> _JOB A_:
Answer the following questions using the securities notice below.
(i) Under what law have the Convertible Notes and the Class A ordinary shares to be issued in the PIPE Investments not been registered?
(ii) The Company's Annual Report on Form 10-K covers which year-end, and on what date was it filed with the SEC?
(iii) In which documents will additional information about the participants' interests be set forth?

PROVIDED PASSAGE: Begin

The Convertible Notes and the Class A ordinary shares of the Company to be issued in the PIPE Investments have not been registered under the Securities Act of 1933, as amended (the “Securities Act”), and may not be offered or sold in the United States absent registration or an applicable exemption from the registration requirements of the Securities Act.

 

Participants in the Solicitation

 

The Company, Twenty One, Pubco and their respective directors, executive officers, certain of their shareholders and other members of management and employees may be deemed under SEC rules to be participants in the solicitation of proxies from the Company’s shareholders in connection with the Proposed Transactions. A list of the names of such persons, and information regarding their interests in the Proposed Transactions and their ownership of the Company’s securities are, or will be, contained in the Company’s filings with the SEC, including the Company’s Annual Report on Form 10-K for the year ended December 31, 2024 filed with the SEC on March 28, 2025. Additional information regarding the interests of the persons who may, under SEC rules, be deemed participants in the solicitation of proxies of the Company’s shareholders in connection with the Proposed Transactions, including the names and interests of the directors and executive officers of the Company, Twenty One and Pubco, will be set forth in the Registration Statement and Proxy Statement/Prospectus, which is expected to be filed with the SEC. Investors and security holders may obtain free copies of these documents as described above.

PROVIDED PASSAGE: End
WORKING DATA: Begin

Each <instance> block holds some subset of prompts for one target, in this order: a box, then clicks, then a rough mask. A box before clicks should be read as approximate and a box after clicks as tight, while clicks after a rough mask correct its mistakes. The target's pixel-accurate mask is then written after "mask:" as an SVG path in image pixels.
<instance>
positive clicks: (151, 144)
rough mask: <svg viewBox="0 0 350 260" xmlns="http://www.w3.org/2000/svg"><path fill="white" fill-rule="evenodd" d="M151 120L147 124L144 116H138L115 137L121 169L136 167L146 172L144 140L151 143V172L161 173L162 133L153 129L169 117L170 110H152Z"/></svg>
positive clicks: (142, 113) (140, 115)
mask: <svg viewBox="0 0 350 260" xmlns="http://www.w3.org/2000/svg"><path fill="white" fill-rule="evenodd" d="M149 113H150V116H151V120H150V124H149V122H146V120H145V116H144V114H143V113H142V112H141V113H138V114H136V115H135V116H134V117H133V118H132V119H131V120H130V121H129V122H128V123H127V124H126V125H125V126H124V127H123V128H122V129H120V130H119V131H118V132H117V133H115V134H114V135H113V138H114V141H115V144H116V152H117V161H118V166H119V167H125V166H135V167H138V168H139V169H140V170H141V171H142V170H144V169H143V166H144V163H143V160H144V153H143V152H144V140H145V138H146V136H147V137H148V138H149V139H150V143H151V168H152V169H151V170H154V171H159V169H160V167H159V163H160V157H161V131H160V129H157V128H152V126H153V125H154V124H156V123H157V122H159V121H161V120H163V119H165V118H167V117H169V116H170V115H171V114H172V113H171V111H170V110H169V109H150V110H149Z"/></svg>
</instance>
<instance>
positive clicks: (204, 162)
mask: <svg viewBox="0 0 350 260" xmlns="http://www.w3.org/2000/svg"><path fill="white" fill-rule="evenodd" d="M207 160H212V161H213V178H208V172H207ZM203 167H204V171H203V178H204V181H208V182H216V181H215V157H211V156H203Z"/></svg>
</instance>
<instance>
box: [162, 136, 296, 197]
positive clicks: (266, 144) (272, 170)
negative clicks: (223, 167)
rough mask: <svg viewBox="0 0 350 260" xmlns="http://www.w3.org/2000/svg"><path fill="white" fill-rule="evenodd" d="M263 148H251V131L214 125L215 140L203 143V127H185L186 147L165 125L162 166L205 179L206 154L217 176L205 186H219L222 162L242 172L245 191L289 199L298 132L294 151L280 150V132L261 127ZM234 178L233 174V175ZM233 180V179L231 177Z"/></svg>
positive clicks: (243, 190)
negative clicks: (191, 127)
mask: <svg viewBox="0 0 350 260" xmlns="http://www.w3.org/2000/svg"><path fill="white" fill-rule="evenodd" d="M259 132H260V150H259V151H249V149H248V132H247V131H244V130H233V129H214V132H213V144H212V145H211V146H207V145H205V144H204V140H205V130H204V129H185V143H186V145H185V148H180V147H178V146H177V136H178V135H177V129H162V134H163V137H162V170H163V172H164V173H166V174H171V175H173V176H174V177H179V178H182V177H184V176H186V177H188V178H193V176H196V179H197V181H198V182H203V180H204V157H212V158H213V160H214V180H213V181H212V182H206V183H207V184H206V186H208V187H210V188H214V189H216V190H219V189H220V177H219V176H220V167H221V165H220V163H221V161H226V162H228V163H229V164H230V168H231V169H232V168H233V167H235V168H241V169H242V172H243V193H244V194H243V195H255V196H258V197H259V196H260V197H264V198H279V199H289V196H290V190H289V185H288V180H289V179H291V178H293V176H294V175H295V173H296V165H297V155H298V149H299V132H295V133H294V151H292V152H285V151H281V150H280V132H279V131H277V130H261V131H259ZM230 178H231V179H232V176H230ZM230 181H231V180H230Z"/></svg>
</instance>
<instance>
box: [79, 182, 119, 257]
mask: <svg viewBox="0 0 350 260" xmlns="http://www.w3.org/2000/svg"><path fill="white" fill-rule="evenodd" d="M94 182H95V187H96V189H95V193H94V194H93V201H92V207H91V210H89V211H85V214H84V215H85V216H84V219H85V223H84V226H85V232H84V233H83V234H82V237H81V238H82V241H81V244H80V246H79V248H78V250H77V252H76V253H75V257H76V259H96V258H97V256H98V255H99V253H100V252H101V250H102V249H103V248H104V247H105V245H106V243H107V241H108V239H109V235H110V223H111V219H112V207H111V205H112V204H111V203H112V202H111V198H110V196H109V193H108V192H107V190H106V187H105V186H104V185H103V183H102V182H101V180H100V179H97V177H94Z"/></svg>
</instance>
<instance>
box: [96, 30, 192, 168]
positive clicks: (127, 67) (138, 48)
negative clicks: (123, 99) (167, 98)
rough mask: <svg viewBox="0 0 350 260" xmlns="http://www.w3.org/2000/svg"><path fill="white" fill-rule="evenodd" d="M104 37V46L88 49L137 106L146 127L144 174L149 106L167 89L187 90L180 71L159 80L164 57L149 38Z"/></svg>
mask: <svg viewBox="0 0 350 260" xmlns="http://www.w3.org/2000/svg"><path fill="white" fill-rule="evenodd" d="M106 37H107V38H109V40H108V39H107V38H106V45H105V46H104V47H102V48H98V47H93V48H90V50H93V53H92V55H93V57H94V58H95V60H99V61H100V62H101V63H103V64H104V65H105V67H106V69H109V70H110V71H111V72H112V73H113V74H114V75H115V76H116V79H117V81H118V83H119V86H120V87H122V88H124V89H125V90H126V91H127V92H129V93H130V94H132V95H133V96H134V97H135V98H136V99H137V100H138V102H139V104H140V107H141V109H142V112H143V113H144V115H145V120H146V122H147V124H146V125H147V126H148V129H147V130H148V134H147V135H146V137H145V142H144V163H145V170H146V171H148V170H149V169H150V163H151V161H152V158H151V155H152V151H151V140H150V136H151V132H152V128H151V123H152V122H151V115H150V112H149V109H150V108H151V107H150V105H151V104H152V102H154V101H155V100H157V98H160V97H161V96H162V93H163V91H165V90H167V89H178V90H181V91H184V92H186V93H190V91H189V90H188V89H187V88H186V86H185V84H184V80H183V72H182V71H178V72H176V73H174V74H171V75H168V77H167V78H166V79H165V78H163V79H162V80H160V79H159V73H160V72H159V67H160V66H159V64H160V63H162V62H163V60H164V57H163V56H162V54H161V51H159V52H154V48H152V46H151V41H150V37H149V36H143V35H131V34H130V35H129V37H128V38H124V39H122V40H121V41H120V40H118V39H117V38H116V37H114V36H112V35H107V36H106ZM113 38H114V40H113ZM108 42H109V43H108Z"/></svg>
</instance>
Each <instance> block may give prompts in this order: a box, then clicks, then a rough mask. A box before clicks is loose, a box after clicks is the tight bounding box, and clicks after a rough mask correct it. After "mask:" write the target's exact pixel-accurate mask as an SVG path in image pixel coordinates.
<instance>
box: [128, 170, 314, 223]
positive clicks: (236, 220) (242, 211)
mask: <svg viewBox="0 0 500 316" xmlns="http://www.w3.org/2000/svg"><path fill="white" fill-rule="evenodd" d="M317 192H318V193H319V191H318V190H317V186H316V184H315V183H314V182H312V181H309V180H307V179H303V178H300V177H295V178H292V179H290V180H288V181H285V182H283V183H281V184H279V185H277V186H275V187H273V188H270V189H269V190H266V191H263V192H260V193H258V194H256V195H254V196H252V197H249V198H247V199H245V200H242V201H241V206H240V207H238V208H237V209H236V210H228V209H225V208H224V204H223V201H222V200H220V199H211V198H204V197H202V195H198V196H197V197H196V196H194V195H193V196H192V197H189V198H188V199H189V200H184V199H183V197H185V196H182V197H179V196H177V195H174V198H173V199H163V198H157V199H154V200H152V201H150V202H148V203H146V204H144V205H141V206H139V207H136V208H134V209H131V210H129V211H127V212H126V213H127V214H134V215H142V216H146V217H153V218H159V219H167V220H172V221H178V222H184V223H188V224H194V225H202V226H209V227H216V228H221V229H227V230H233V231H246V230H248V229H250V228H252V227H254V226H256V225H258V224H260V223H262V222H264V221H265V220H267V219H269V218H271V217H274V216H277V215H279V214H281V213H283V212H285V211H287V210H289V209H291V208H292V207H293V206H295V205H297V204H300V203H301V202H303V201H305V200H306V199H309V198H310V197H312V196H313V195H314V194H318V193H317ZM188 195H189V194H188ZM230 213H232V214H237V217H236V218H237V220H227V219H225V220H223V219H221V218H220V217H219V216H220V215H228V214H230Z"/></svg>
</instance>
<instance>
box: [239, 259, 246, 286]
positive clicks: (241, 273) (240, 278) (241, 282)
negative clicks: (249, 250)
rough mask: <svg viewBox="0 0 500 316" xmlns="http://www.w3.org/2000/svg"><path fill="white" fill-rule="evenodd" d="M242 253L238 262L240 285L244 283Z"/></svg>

WORKING DATA: End

> _JOB B_: Return each line of the records that contains the string "positive".

> _OUTPUT A_:
(i) The Securities Act of 1933, as amended.
(ii) The year ended December 31, 2024; it was filed on March 28, 2025.
(iii) The Registration Statement and Proxy Statement/Prospectus.

> _OUTPUT B_:
positive clicks: (151, 144)
positive clicks: (142, 113) (140, 115)
positive clicks: (204, 162)
positive clicks: (266, 144) (272, 170)
positive clicks: (243, 190)
positive clicks: (127, 67) (138, 48)
positive clicks: (236, 220) (242, 211)
positive clicks: (241, 273) (240, 278) (241, 282)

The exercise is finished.